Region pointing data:
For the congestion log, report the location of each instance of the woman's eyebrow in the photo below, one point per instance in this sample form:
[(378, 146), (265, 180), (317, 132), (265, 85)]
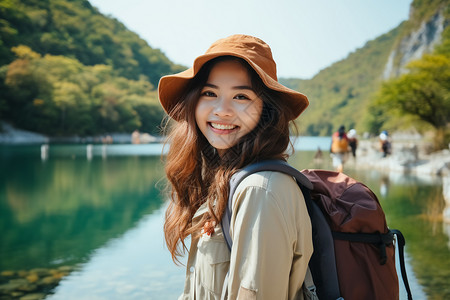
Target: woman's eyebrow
[(238, 87)]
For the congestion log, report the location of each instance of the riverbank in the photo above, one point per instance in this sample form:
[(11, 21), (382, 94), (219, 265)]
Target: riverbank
[(408, 157), (11, 135)]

Exercise directions: Which lines in the data above hold the word "congestion"? Return each of them.

Response for this exercise:
For the congestion log, report the location of each instance of the woman's eyebrow in the photo below, one point per instance in this sample form:
For the congestion log, report the location of each instance of the riverbank in the photo above, one point per instance in this sample form:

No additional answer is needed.